### Your objective
Copy every row below word for word, changing nothing.

** START OF Data for this task **

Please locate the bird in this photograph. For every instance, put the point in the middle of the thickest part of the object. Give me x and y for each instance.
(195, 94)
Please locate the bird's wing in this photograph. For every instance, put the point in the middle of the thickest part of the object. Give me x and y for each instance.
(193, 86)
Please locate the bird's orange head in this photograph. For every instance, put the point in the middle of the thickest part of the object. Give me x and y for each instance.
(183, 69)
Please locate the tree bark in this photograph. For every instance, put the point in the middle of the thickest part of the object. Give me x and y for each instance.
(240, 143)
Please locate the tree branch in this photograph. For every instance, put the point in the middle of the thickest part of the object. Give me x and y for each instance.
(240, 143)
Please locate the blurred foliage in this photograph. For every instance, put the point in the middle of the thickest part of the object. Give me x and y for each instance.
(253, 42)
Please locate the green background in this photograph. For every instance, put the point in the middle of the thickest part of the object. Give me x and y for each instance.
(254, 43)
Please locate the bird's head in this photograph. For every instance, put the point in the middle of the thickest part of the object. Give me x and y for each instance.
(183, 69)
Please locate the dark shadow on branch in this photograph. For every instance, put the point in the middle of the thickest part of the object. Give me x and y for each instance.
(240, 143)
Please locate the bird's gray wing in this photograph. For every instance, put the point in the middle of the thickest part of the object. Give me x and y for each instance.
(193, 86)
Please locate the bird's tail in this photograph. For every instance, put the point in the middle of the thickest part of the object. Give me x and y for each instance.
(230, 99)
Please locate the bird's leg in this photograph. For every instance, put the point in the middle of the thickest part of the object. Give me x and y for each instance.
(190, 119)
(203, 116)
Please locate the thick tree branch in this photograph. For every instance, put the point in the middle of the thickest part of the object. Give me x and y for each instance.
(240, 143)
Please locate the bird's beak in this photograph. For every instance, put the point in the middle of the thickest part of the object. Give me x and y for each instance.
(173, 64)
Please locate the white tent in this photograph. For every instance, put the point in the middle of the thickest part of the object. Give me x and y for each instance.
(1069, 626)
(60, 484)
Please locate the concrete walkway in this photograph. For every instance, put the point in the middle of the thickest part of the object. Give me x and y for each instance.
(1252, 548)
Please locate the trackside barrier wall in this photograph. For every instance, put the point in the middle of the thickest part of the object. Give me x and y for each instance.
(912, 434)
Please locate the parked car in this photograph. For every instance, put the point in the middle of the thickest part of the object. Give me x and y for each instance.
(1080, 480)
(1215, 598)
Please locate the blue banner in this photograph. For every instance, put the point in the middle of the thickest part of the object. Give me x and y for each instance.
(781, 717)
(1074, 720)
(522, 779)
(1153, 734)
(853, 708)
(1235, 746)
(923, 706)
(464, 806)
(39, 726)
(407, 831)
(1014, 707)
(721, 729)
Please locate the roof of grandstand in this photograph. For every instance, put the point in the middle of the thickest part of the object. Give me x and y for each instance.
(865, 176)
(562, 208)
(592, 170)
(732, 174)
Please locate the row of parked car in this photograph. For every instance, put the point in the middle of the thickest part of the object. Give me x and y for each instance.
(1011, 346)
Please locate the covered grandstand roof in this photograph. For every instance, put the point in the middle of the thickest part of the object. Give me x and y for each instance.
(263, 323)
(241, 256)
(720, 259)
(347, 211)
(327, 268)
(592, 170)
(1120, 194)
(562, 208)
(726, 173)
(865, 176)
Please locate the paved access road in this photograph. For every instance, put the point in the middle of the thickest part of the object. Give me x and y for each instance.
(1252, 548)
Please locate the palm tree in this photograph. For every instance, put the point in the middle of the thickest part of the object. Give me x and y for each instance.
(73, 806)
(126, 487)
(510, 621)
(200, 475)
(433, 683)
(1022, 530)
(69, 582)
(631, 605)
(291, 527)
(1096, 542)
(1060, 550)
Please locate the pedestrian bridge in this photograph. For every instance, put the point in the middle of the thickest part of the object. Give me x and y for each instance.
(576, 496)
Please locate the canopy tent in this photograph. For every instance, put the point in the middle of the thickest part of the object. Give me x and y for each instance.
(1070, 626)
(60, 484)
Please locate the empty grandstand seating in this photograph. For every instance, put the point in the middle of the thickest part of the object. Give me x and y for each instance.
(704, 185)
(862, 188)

** END OF Data for this task **

### Exercise solution
Please locate the bird in this photograph. For every instance, put the point in the middle of the thickest part of the object. Give me x and y for each instance.
(195, 94)
Please locate the bird's wing in this photograph. For every instance, put the point in the middle of the thickest part of the object. Give me x and y for each instance.
(193, 86)
Please locate the bird's orange head in this photograph. For every instance, put the point in the middle of the thickest part of the object. Give me x and y for each instance.
(183, 69)
Please locate the tree bark in this photograph. For every instance, put the point in the middle of the thickest part of the object. Give me x and y for each instance.
(240, 143)
Please locate the tree branch in this photograph. For every instance, put the point in the middle of the thickest part of the object. Give me x and y for each instance.
(240, 143)
Please locate the blurred foliage in this photograph. For every instance, put the point in the middle of the thickest part of the object. Give me x and y for each instance.
(253, 42)
Please locate the green background in this photograph. For every instance, put the point in the middle of the thickest part of the object. Give me x and y for each instance.
(254, 43)
Please locate the bird's head in this photograph. For every instance, put the point in the middle of the thickest part of the object. Give me x and y for each instance.
(183, 69)
Please locate the dark shadow on branch in this photograph. For every instance, put the point in the middle of the thickest part of the object. Give me x and y for each instance.
(240, 143)
Please locate the bird's gray wing in this photograph. For every instance, put the point in the middle of the thickest part of the object. Give me x and y for each instance.
(193, 86)
Please locate the bird's tail in this photograph. For every instance, put the point in the middle of the thickest part of the object. Give me x and y for each instance.
(230, 99)
Please locate the bird's leg in this photograph. For every instance, put the point in the middle of the thickest part of the object. Give me x and y for each instance.
(190, 119)
(203, 116)
Please locate the thick tree branch in this photograph. For every instance, put the point in the middle of the thickest part of the object. Give me x and y for each instance.
(240, 143)
Please locate the bird's beak in this photograph. For every instance, put the point in the middle of the thickest part of the object. Give me x and y for each instance.
(173, 64)
Please locate the white tent in this photograph. For every instance, put the point in the middle of the thickest part of the object. Give me x and y for each instance.
(1069, 626)
(60, 484)
Please locate the concrete walkway in this photograph. For every instance, put the point in the middle of the thickest part of the object. Give me x and y for each instance.
(1252, 548)
Please locate the trackside barrier wall in this photograph. For every instance, put the point in the middle of the thickest part of the object. Give me x and y for each instance.
(912, 434)
Please locate the parked car in this photograph. For every instance, put the point in the middle of the thickest part of the object. Give me x and y for each instance.
(1080, 480)
(1215, 598)
Please locate the blue banner in this photograph. For every instance, put the point in the middle of the thickest part of the object. Give me x and y for each instance.
(781, 717)
(1074, 720)
(522, 779)
(1153, 734)
(853, 708)
(1235, 746)
(923, 706)
(464, 806)
(39, 726)
(407, 831)
(1014, 707)
(721, 729)
Please locate the roof of grandstand in this photograph. For every instance, put the point in the middle of the thickest part of the object. Give me x and y for each instance.
(865, 176)
(562, 208)
(592, 170)
(732, 174)
Please locate the row of parked car in this photograph. For every instance, put the point in the middle of the thickest part of the object. Give me x and y for each instance.
(1011, 346)
Please locate the covered grandstand roof in this photograph. For every instance, put the point in the middle of the thickest part of the object. Give me x and y for each instance.
(263, 323)
(241, 256)
(720, 259)
(347, 211)
(327, 268)
(592, 170)
(1120, 194)
(562, 208)
(726, 173)
(865, 176)
Please locate the paved access road in this photograph. For every instance, put the point in the middle of the thickest part of the object. Give me x and y for each instance.
(1252, 548)
Please locate the palm tree in this photograph. For every instance, put the point in the middle of the thickest part of the object. Give me x and y for each instance.
(73, 806)
(126, 487)
(510, 621)
(200, 475)
(433, 683)
(1022, 530)
(69, 582)
(631, 605)
(291, 527)
(1096, 542)
(1060, 550)
Please locate the pedestrian bridge in this photograph. For every instance, put the point in the middle of the thickest part of the object. Give me x and y for each instance.
(576, 496)
Please locate the canopy tent in this photograph. For every instance, put the point in the middle of the thickest part of the object. Give me x and y for each instance.
(1070, 626)
(60, 484)
Please locate the empty grandstand seating in this photograph. For every instance, put the point in the middle of the thickest part of the object. Give me x and y for each instance.
(704, 185)
(862, 188)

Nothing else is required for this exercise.